*Cosa fare*
A - Riassumi in due frasi il brano sull'intreccio di voci.
B - Riprendi il brano sull'intreccio di voci e proseguilo a partire dalla sua ultima frase.

Da corpi che intrecciano le proprie traiettorie viene quindi un intreccio di voci che diventa un'opera unica, un unico flusso verbale, memoriale, argomentativo. Così per un'ora e mezza circa si sommano dettagli intimi, sensazioni perdute, ritrovate e condivise, citazioni poetiche (Beppe Salvia) e strofe di canzoni cantate a cappella e al microfono, digressioni esistenziali, immaginazioni in aggiunta ai fatti riportati, la descrizione di una foto che non vedremo, brevi monologhi con aggiunte successive e interruzioni reciproche, schegge biografiche e autobiografiche, accenni di recitazione la cui recita è smascherata (perché dichiarata) in partenza.

*Sezione dati*

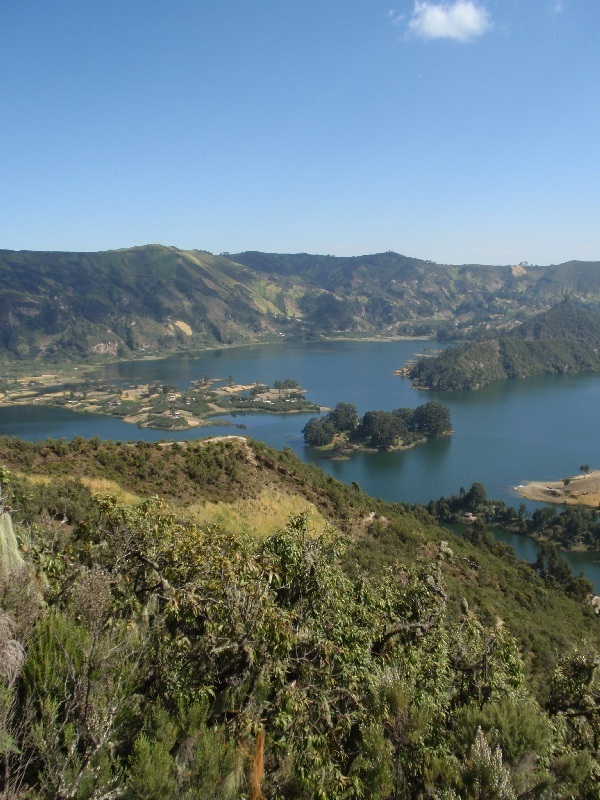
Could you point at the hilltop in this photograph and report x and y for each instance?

*Risposte*
A - Dai corpi che intrecciano le proprie traiettorie nasce un intreccio di voci che diventa un'opera unica, un solo flusso verbale, memoriale e argomentativo. Per circa un'ora e mezza vi si sommano dettagli intimi, sensazioni condivise, citazioni poetiche di Beppe Salvia, strofe cantate, digressioni esistenziali, brevi monologhi, schegge biografiche e autobiografiche e accenni di recitazione dichiarata fin dall'inizio.

B -
La voce ruvida di Johnny Cash, che suona all'autoradio, di sera e in pieno agosto, mentre il vecchietto curvo che attraversa la strada ti saluta con la mano sinistra; la fortuna d'avere la piscina condominiale; il trans brasiliano e l'anziana con “lo sguardo nel vuoto” e un “principio di demenza senile” che, essendo due solitudini l'una momentaneamente poggiata all'altra, si danno fisicamente sostegno a vicenda come fanno le teste di due fidanzatini che siedono sulla stessa panchina o dormono usando solo un cuscino.
Le duemila lire all'ora che prendevo per fare lezione privata; il ristorante nel quale lavoravo come cameriera in attesa della gloria; la necessità di portarsi via da questa vita insoddisfacente, limitante, infelice; Jack London al Green Park di Londra che – addosso una giacca con un solo bottone e un pantalone tanto rigido da poter essere preso a pugni – è un vagabondo tra i vagabondi per scrivere Il popolo dell'abisso; Muhammad, il bambino che vive al quartiere Prenestino e dorme sull'armadio di un monolocale sovraffollato, o Alom, il venditore ambulante di rose che saluto ogni volta che incontro, che – un tempo – era generale dell'esercito del Bangladesh e che, della vita di allora, serba la dignità, la fierezza e questa “camminata elegante”, da “uomo degli anni Cinquanta”.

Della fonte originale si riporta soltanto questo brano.